## PROBLEM
Nothing may be changed. Give the entries below again exactly.
======== INPUT DATA ========
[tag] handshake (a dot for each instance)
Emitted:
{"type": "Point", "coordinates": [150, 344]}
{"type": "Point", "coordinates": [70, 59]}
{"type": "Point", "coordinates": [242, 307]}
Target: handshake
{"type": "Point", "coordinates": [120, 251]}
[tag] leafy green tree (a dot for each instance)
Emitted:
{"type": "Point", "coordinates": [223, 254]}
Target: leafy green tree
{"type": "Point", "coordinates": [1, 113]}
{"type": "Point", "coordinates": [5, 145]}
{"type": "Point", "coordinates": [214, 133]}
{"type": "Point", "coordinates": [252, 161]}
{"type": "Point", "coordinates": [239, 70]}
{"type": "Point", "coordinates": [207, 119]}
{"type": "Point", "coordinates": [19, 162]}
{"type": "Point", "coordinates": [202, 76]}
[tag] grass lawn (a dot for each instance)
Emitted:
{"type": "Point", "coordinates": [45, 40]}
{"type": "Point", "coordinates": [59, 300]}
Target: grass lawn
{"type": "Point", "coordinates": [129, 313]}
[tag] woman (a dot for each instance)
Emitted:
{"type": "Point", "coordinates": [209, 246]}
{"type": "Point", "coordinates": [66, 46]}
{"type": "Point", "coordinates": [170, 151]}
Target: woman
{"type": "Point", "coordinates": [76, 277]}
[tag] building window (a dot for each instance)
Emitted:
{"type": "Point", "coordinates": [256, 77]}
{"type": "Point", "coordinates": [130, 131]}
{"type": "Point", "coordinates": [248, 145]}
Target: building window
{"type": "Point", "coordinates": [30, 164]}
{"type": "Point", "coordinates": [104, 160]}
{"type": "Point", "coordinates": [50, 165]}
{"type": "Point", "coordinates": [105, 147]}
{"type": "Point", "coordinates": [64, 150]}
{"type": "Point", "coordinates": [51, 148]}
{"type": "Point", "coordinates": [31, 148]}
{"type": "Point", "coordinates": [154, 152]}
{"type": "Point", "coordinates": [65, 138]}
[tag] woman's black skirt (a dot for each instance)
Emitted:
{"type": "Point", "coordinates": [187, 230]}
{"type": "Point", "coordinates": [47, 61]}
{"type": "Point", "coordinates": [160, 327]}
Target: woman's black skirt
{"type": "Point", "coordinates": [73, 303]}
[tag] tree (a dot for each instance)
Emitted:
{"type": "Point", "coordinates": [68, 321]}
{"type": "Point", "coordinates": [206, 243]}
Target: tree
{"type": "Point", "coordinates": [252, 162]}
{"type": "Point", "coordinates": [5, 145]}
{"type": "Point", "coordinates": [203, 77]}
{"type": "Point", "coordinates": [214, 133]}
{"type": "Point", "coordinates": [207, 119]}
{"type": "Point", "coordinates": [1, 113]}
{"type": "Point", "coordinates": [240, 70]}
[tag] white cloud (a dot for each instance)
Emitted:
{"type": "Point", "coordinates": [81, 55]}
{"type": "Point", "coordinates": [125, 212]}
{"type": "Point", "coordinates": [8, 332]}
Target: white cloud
========
## ANSWER BOX
[tag] handshake (a dot for each instance)
Emitted:
{"type": "Point", "coordinates": [150, 344]}
{"type": "Point", "coordinates": [70, 59]}
{"type": "Point", "coordinates": [242, 307]}
Target: handshake
{"type": "Point", "coordinates": [120, 251]}
[tag] leafy green tree (a dot for each instance)
Emitted:
{"type": "Point", "coordinates": [223, 254]}
Target: leafy green tree
{"type": "Point", "coordinates": [1, 113]}
{"type": "Point", "coordinates": [5, 145]}
{"type": "Point", "coordinates": [214, 133]}
{"type": "Point", "coordinates": [252, 161]}
{"type": "Point", "coordinates": [239, 70]}
{"type": "Point", "coordinates": [207, 119]}
{"type": "Point", "coordinates": [19, 162]}
{"type": "Point", "coordinates": [202, 76]}
[tag] grass lawn (a dot for each instance)
Emitted:
{"type": "Point", "coordinates": [45, 40]}
{"type": "Point", "coordinates": [59, 300]}
Target: grass lawn
{"type": "Point", "coordinates": [129, 313]}
[tag] woman (a dot for each instance)
Emitted:
{"type": "Point", "coordinates": [209, 246]}
{"type": "Point", "coordinates": [66, 46]}
{"type": "Point", "coordinates": [170, 151]}
Target: woman
{"type": "Point", "coordinates": [76, 277]}
[tag] building window (a dot for each instance)
Emitted:
{"type": "Point", "coordinates": [256, 77]}
{"type": "Point", "coordinates": [130, 131]}
{"type": "Point", "coordinates": [248, 145]}
Target: building window
{"type": "Point", "coordinates": [30, 164]}
{"type": "Point", "coordinates": [104, 160]}
{"type": "Point", "coordinates": [50, 165]}
{"type": "Point", "coordinates": [105, 147]}
{"type": "Point", "coordinates": [64, 150]}
{"type": "Point", "coordinates": [51, 148]}
{"type": "Point", "coordinates": [31, 148]}
{"type": "Point", "coordinates": [154, 152]}
{"type": "Point", "coordinates": [65, 138]}
[tag] woman's black skirt (a dot for each instance)
Emitted:
{"type": "Point", "coordinates": [187, 230]}
{"type": "Point", "coordinates": [47, 61]}
{"type": "Point", "coordinates": [160, 327]}
Target: woman's black skirt
{"type": "Point", "coordinates": [73, 303]}
[tag] tree (a dot for each instance)
Emitted:
{"type": "Point", "coordinates": [68, 321]}
{"type": "Point", "coordinates": [206, 243]}
Target: tree
{"type": "Point", "coordinates": [252, 162]}
{"type": "Point", "coordinates": [5, 145]}
{"type": "Point", "coordinates": [203, 77]}
{"type": "Point", "coordinates": [214, 133]}
{"type": "Point", "coordinates": [207, 119]}
{"type": "Point", "coordinates": [1, 113]}
{"type": "Point", "coordinates": [240, 70]}
[tag] white cloud (a dot for each instance)
Emitted:
{"type": "Point", "coordinates": [81, 55]}
{"type": "Point", "coordinates": [125, 212]}
{"type": "Point", "coordinates": [8, 332]}
Target: white cloud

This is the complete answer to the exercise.